## Your task
Identify every line in the rows below that contains the word "suit" and copy each of those lines in full. Case counts.

** START Records supplied **

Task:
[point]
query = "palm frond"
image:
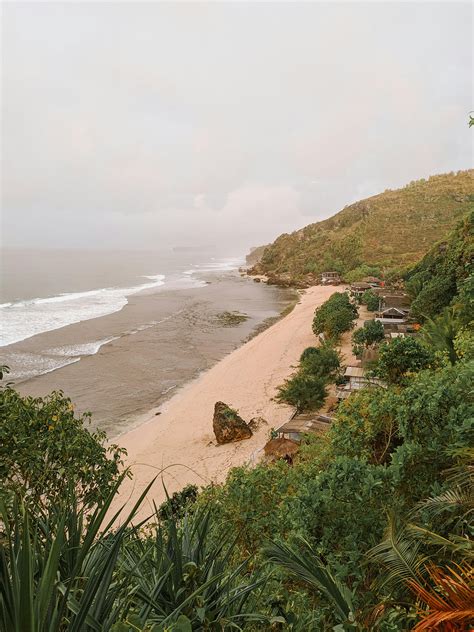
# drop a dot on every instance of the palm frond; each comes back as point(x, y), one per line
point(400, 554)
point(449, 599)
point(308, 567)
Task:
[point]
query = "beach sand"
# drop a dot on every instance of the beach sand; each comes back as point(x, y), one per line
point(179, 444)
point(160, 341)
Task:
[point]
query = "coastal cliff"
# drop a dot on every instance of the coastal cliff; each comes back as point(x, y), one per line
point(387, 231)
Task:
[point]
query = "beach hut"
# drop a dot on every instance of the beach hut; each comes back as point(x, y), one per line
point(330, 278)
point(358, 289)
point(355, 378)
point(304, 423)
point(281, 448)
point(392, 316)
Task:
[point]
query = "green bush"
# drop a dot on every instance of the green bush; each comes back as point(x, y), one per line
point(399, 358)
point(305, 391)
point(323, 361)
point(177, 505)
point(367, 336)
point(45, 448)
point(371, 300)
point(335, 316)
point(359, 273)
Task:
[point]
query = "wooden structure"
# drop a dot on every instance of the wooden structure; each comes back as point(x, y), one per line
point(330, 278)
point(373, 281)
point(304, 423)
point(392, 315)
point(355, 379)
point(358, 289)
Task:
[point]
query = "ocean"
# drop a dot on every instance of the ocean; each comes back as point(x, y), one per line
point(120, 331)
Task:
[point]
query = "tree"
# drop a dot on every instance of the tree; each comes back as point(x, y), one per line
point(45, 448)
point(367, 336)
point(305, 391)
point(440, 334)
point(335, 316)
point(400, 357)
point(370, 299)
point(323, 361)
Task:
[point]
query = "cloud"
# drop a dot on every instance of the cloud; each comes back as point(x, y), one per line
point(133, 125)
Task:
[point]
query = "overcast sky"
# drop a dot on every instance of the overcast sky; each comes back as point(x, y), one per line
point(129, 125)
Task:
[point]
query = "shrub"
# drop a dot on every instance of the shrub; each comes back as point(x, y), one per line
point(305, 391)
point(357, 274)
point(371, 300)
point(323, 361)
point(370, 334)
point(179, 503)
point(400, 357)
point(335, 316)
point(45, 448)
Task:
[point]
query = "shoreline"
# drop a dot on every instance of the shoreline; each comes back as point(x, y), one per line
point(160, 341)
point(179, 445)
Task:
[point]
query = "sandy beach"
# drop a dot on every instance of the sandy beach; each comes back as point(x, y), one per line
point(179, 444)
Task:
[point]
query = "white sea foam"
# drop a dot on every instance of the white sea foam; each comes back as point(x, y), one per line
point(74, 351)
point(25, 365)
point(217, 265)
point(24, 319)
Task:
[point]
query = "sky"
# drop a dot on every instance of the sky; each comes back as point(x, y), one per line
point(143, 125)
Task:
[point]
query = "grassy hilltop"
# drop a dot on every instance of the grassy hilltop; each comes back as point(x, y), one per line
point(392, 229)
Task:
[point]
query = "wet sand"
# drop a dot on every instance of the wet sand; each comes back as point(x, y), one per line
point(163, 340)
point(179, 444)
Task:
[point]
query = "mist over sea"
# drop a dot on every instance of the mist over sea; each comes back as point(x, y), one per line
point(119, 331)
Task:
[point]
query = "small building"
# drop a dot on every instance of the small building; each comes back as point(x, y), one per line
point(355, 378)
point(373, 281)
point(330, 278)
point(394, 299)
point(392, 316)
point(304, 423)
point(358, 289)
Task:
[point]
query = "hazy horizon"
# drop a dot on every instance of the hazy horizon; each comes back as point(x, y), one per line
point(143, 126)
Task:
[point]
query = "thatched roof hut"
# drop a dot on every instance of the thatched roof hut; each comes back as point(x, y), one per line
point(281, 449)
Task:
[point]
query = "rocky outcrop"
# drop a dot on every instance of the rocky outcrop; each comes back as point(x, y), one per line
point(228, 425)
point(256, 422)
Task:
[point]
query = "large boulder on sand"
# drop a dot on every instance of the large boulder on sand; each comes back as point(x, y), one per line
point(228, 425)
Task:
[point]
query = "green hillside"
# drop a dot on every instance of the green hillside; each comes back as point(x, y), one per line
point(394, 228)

** END Records supplied **
** START Records supplied **

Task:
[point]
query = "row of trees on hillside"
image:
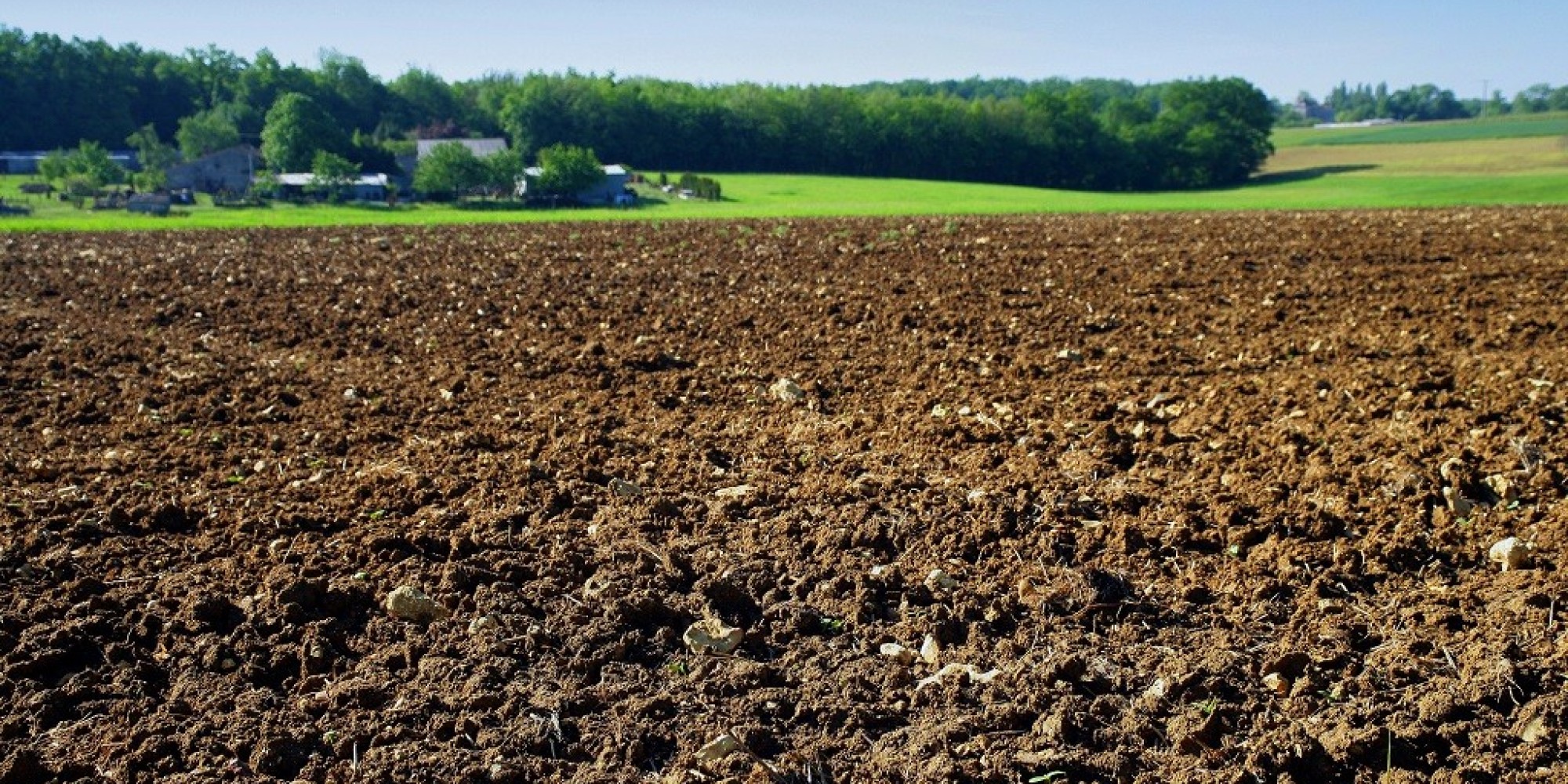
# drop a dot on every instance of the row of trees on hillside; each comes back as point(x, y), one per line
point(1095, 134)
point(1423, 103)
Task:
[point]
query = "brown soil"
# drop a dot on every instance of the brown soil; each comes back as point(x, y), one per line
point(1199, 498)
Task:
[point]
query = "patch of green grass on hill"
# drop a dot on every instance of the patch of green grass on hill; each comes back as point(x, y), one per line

** END Records supplied **
** START Records supplied **

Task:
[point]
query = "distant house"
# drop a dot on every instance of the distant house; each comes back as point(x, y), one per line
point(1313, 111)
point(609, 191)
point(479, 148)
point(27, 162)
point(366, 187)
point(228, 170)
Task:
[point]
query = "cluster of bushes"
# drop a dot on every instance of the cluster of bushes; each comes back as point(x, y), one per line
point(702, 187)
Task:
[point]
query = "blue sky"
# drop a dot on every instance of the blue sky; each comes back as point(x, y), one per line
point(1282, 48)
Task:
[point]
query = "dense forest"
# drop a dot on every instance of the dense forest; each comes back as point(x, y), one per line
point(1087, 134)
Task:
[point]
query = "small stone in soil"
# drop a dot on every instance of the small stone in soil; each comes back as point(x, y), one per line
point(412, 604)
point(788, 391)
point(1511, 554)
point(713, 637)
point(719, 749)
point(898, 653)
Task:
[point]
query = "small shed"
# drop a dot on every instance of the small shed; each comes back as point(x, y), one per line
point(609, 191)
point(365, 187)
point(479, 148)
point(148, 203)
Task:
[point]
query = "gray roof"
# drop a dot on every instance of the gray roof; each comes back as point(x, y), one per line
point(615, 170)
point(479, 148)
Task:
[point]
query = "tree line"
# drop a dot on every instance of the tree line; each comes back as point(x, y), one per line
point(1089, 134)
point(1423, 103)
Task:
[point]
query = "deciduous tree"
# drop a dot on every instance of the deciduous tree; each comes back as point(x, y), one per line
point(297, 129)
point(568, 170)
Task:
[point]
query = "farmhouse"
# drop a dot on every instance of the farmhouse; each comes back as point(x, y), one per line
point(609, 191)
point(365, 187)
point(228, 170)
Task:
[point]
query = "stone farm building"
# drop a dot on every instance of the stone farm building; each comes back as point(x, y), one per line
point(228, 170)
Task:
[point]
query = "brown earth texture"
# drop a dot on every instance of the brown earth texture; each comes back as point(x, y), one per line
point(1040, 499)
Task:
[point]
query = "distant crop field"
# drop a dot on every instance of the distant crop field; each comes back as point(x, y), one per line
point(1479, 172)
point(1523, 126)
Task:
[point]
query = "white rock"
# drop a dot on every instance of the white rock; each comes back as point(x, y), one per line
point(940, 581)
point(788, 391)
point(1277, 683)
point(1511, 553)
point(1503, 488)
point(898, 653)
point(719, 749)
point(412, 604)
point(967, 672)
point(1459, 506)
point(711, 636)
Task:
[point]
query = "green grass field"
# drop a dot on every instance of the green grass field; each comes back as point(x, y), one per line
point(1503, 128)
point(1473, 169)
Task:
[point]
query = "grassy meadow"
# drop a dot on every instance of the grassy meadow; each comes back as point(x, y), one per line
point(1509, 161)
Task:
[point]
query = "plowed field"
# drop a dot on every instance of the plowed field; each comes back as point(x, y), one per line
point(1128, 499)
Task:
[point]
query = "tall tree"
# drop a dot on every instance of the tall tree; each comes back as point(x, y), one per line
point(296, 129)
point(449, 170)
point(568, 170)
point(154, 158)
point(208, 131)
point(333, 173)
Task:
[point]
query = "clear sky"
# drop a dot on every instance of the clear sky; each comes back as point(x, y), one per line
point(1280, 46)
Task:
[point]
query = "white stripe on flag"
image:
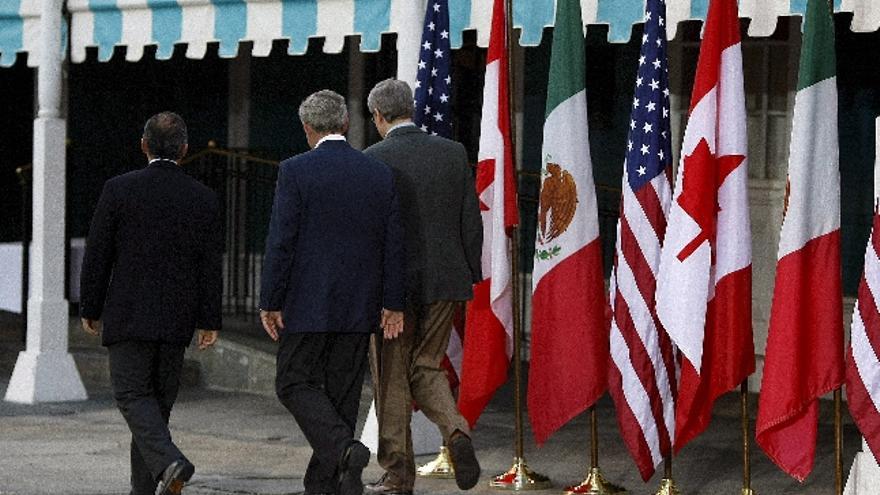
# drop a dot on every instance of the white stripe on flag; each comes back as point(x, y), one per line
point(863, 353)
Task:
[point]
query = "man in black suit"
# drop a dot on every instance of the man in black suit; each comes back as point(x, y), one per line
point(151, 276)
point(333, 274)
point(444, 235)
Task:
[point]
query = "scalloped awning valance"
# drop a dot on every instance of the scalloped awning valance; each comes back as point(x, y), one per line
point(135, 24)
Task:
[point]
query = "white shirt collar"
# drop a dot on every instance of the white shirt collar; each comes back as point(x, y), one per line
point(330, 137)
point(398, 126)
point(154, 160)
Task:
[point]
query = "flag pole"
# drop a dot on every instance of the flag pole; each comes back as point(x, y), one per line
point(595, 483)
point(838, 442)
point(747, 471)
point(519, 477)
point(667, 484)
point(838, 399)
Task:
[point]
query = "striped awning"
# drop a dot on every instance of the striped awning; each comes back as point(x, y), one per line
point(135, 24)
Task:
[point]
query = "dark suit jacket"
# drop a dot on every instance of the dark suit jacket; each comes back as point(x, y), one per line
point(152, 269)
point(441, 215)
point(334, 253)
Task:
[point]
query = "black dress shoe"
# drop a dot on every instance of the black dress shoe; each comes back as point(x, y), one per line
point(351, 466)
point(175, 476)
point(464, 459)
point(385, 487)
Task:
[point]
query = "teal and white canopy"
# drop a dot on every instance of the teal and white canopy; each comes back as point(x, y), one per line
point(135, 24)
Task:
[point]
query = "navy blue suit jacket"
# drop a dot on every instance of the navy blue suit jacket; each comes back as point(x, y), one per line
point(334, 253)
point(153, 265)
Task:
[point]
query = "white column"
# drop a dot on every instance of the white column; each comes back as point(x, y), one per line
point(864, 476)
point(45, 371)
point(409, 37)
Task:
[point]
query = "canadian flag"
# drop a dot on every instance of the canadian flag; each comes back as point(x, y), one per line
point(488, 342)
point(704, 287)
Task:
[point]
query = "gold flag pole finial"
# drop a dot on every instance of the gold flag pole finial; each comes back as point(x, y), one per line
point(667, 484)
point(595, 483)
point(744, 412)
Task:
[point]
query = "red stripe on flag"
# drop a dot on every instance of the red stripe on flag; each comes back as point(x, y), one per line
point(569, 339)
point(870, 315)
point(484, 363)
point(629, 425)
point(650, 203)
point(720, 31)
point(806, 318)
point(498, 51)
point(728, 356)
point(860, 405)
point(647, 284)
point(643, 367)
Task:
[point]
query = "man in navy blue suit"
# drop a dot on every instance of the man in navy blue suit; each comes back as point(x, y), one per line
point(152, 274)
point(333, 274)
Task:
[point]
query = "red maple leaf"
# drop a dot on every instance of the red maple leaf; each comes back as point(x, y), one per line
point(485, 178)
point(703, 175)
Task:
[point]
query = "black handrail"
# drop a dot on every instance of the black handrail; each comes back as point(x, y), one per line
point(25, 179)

** END Records supplied **

## The answer
query = "man in black suit"
# drop a dot on every instance of the man in black suit; each comes back as point(x, y), one per line
query = "dark suit jacket"
# drop a dot on every instance of the dark suit jacket; each comes back as point(x, y), one per line
query = "navy blue suit jacket"
# drop a dot on every instance of the navy blue suit jacket; each comes back as point(x, y), one per line
query = "man in navy blue suit"
# drop a dot on every instance of the man in navy blue suit; each comes back as point(x, y), one per line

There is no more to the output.